What the task asks:
Your reply is to be the lines below, exactly as written, with images omitted.
START Listed records
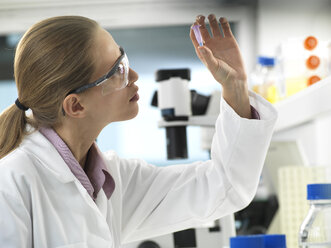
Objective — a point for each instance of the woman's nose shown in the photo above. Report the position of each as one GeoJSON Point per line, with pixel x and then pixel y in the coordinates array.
{"type": "Point", "coordinates": [133, 76]}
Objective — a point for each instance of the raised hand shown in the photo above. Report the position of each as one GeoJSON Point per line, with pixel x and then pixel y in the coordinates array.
{"type": "Point", "coordinates": [221, 55]}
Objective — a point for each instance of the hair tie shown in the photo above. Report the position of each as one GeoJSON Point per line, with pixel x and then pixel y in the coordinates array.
{"type": "Point", "coordinates": [20, 105]}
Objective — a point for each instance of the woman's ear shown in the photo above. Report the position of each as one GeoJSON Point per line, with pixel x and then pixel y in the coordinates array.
{"type": "Point", "coordinates": [72, 106]}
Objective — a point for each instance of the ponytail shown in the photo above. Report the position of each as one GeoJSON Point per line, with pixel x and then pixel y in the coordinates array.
{"type": "Point", "coordinates": [12, 129]}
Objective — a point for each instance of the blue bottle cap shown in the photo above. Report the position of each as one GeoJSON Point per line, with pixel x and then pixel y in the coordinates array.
{"type": "Point", "coordinates": [320, 191]}
{"type": "Point", "coordinates": [259, 241]}
{"type": "Point", "coordinates": [266, 61]}
{"type": "Point", "coordinates": [274, 241]}
{"type": "Point", "coordinates": [251, 241]}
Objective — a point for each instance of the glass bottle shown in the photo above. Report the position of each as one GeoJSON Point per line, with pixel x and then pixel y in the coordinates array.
{"type": "Point", "coordinates": [315, 230]}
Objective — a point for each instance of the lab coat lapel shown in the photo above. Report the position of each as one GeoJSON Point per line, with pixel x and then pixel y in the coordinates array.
{"type": "Point", "coordinates": [49, 157]}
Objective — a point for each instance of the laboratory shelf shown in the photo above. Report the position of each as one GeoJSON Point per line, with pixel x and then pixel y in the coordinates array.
{"type": "Point", "coordinates": [305, 106]}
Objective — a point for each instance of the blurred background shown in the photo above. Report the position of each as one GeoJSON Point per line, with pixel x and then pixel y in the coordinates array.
{"type": "Point", "coordinates": [286, 49]}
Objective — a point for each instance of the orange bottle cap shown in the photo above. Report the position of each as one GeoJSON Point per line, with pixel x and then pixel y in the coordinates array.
{"type": "Point", "coordinates": [310, 43]}
{"type": "Point", "coordinates": [313, 62]}
{"type": "Point", "coordinates": [313, 79]}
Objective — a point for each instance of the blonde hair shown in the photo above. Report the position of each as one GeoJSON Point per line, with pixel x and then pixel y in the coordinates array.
{"type": "Point", "coordinates": [53, 57]}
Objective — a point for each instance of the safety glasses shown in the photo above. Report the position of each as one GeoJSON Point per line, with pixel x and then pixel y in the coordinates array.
{"type": "Point", "coordinates": [115, 79]}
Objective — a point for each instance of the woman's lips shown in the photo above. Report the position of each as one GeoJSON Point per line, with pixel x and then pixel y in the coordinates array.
{"type": "Point", "coordinates": [135, 98]}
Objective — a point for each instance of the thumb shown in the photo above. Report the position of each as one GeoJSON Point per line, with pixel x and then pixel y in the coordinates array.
{"type": "Point", "coordinates": [208, 58]}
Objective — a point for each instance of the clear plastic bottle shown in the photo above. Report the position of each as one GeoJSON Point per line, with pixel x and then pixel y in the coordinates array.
{"type": "Point", "coordinates": [264, 80]}
{"type": "Point", "coordinates": [315, 231]}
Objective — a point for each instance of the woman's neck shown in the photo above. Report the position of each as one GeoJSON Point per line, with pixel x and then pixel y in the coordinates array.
{"type": "Point", "coordinates": [78, 139]}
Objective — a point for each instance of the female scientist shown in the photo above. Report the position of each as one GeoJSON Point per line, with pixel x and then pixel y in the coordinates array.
{"type": "Point", "coordinates": [58, 190]}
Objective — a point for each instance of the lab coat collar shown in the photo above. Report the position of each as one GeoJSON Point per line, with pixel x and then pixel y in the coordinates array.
{"type": "Point", "coordinates": [38, 145]}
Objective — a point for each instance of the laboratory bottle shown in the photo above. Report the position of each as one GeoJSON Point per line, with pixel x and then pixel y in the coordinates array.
{"type": "Point", "coordinates": [259, 241]}
{"type": "Point", "coordinates": [315, 230]}
{"type": "Point", "coordinates": [265, 81]}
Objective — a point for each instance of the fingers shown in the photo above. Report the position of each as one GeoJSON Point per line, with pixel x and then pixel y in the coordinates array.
{"type": "Point", "coordinates": [226, 27]}
{"type": "Point", "coordinates": [214, 26]}
{"type": "Point", "coordinates": [215, 29]}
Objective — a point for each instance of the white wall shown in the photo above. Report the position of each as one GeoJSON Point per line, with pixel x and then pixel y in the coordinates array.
{"type": "Point", "coordinates": [281, 19]}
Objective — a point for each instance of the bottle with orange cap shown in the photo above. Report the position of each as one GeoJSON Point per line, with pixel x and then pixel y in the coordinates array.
{"type": "Point", "coordinates": [303, 62]}
{"type": "Point", "coordinates": [313, 61]}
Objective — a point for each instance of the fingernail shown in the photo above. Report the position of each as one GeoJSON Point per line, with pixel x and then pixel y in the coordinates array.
{"type": "Point", "coordinates": [211, 17]}
{"type": "Point", "coordinates": [223, 20]}
{"type": "Point", "coordinates": [202, 50]}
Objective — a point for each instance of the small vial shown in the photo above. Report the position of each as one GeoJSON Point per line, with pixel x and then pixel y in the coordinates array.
{"type": "Point", "coordinates": [315, 230]}
{"type": "Point", "coordinates": [198, 37]}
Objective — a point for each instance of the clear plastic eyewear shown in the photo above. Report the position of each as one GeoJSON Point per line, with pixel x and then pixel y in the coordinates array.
{"type": "Point", "coordinates": [115, 79]}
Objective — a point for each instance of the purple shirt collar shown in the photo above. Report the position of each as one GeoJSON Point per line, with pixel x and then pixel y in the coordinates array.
{"type": "Point", "coordinates": [94, 176]}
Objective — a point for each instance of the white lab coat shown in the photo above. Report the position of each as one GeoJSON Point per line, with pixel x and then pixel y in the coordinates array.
{"type": "Point", "coordinates": [42, 204]}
END Listed records
Answer to this task:
Objective — a point for each instance of the woman's nose shown in the photo above. Report the position of each as one GeoJSON Point per line, with pixel x and then pixel y in the coordinates array.
{"type": "Point", "coordinates": [133, 76]}
Objective — a point for each instance of the raised hand shown in the photo above. Report the position of each as one GeoJSON Point per line, with pixel x and then pixel y in the coordinates array.
{"type": "Point", "coordinates": [221, 55]}
Objective — a point for each instance of the hair tie shown in the photo above. Report the position of each as one GeoJSON Point per line, with pixel x and then pixel y in the coordinates array.
{"type": "Point", "coordinates": [20, 105]}
Objective — a point for each instance of the woman's ear shown in the photo above. Report the position of each as one GeoJSON Point per line, with pixel x and then pixel y in the coordinates array.
{"type": "Point", "coordinates": [72, 106]}
Objective — a point for each instance of the ponytail shown in the photo above. Report the position of each as one GeoJSON Point per line, with pixel x and then pixel y in the coordinates array.
{"type": "Point", "coordinates": [12, 129]}
Objective — a point for each instance of the blue bottle cap shown in the photo above. Report the position of each as one GeoJSON Point per line, with pixel x and then pixel y in the coordinates array.
{"type": "Point", "coordinates": [320, 191]}
{"type": "Point", "coordinates": [259, 241]}
{"type": "Point", "coordinates": [266, 61]}
{"type": "Point", "coordinates": [274, 241]}
{"type": "Point", "coordinates": [251, 241]}
Objective — a point for each instance of the glass bottle shown in the photo above. Report the position of each as one GeoJSON Point per line, with pixel x and then pixel y in the coordinates array.
{"type": "Point", "coordinates": [315, 230]}
Objective — a point for each instance of the lab coat lapel shown in the photo above. Report the position of each as one GeoJSON Point per line, with pixel x and then pixel y in the coordinates array.
{"type": "Point", "coordinates": [49, 157]}
Objective — a point for each instance of the laboratory shelf shown in the photo above. Report the position of each as one GeoJSON Point per line, with pixel x and then pixel y in the coordinates array.
{"type": "Point", "coordinates": [305, 106]}
Objective — a point for each instance of the blurred background shown in the photo above. Report the position of each as one GeoJSON Point per line, with pixel x and then pixel y in the coordinates array.
{"type": "Point", "coordinates": [286, 49]}
Objective — a point for each instance of the orange bottle cap shown in the photo above. Report the position of each as one GeoJSON Point per line, with pixel x and then pixel y in the coordinates array.
{"type": "Point", "coordinates": [310, 43]}
{"type": "Point", "coordinates": [313, 62]}
{"type": "Point", "coordinates": [313, 79]}
Objective — a point for each instance of the blonde hair shown in the photo above. Report the position of each as one GeoJSON Point per line, with pixel x and then pixel y in the coordinates array.
{"type": "Point", "coordinates": [53, 57]}
Objective — a point for each instance of the safety glasses shown in the photo above. Report the position of each as one GeoJSON Point per line, with pixel x and then pixel y in the coordinates array.
{"type": "Point", "coordinates": [115, 79]}
Objective — a point for each instance of the woman's lips shown in the photo above. Report the position of each as one GeoJSON Point per line, with pixel x and then pixel y in the coordinates array.
{"type": "Point", "coordinates": [135, 98]}
Objective — a point for each instance of the thumb shown in the photo above. Report the position of each as one GeoJSON Point per line, with pixel x and then pixel y in the coordinates array.
{"type": "Point", "coordinates": [208, 58]}
Objective — a point for each instance of the clear plastic bottle shown in the photo above. Report the position of each as one GeoJSON Point per line, with pixel x and then pixel y in the coordinates array.
{"type": "Point", "coordinates": [264, 80]}
{"type": "Point", "coordinates": [315, 231]}
Objective — a point for each instance of the woman's neck shown in the photo above. Report the position of each as one GeoJSON Point per line, with pixel x and then pixel y in the coordinates array.
{"type": "Point", "coordinates": [78, 139]}
Objective — a point for each instance of the female scientist shown in the photo above. Report the position of each as one GeoJSON Point per line, with pixel x and then pixel y in the coordinates array.
{"type": "Point", "coordinates": [58, 190]}
Objective — a point for each instance of the lab coat collar shown in the photo above. Report the position of each as one GeoJSON Point per line, with pixel x and then pixel y in the coordinates array.
{"type": "Point", "coordinates": [38, 145]}
Objective — a point for each instance of the laboratory bottle shown in the photo above. Report the position of each as one GeoJSON Point per line, with pixel x and then pixel y in the coordinates array.
{"type": "Point", "coordinates": [259, 241]}
{"type": "Point", "coordinates": [315, 230]}
{"type": "Point", "coordinates": [265, 81]}
Objective — a point for each instance of the fingers shown in the photo above. Report the position of each as one GeoJSON Point per line, with pixel x and then pixel y in the coordinates array.
{"type": "Point", "coordinates": [226, 27]}
{"type": "Point", "coordinates": [214, 26]}
{"type": "Point", "coordinates": [215, 29]}
Objective — a point for each instance of the white wall shown in the photo above. Report the position of each as one GeoJSON Point per line, with pixel x and then pixel y in the coordinates array.
{"type": "Point", "coordinates": [281, 19]}
Objective — a point for each instance of the bottle with orange cap shown in the photo above. Report the position of each as one GeoJSON Point per line, with pixel x and then pixel y in the coordinates array.
{"type": "Point", "coordinates": [303, 62]}
{"type": "Point", "coordinates": [313, 61]}
Objective — a point for each instance of the fingernail shown in the photo above. Report the position of each as one GeoJSON Point per line, with pixel x and then pixel y in the coordinates array.
{"type": "Point", "coordinates": [211, 17]}
{"type": "Point", "coordinates": [223, 20]}
{"type": "Point", "coordinates": [202, 50]}
Objective — a point for each instance of the small vial shown in the photo above. Report the position of each as one GeoJSON Point per line, with pixel x and then pixel y in the coordinates array.
{"type": "Point", "coordinates": [315, 230]}
{"type": "Point", "coordinates": [198, 37]}
Objective — a point for each instance of the clear plastic eyewear shown in the photo above. Report the position of each as one GeoJSON Point per line, with pixel x and then pixel y in the coordinates array.
{"type": "Point", "coordinates": [115, 79]}
Objective — a point for each instance of the purple shirt collar shown in the photo above. Report the position of each as one GeoJSON Point per line, with pixel x and then pixel y in the coordinates array.
{"type": "Point", "coordinates": [94, 176]}
Objective — a point for each instance of the white lab coat shown in the photo above. Report the position of each as one GeoJSON Point per line, with pixel x and then pixel y in the coordinates array.
{"type": "Point", "coordinates": [42, 204]}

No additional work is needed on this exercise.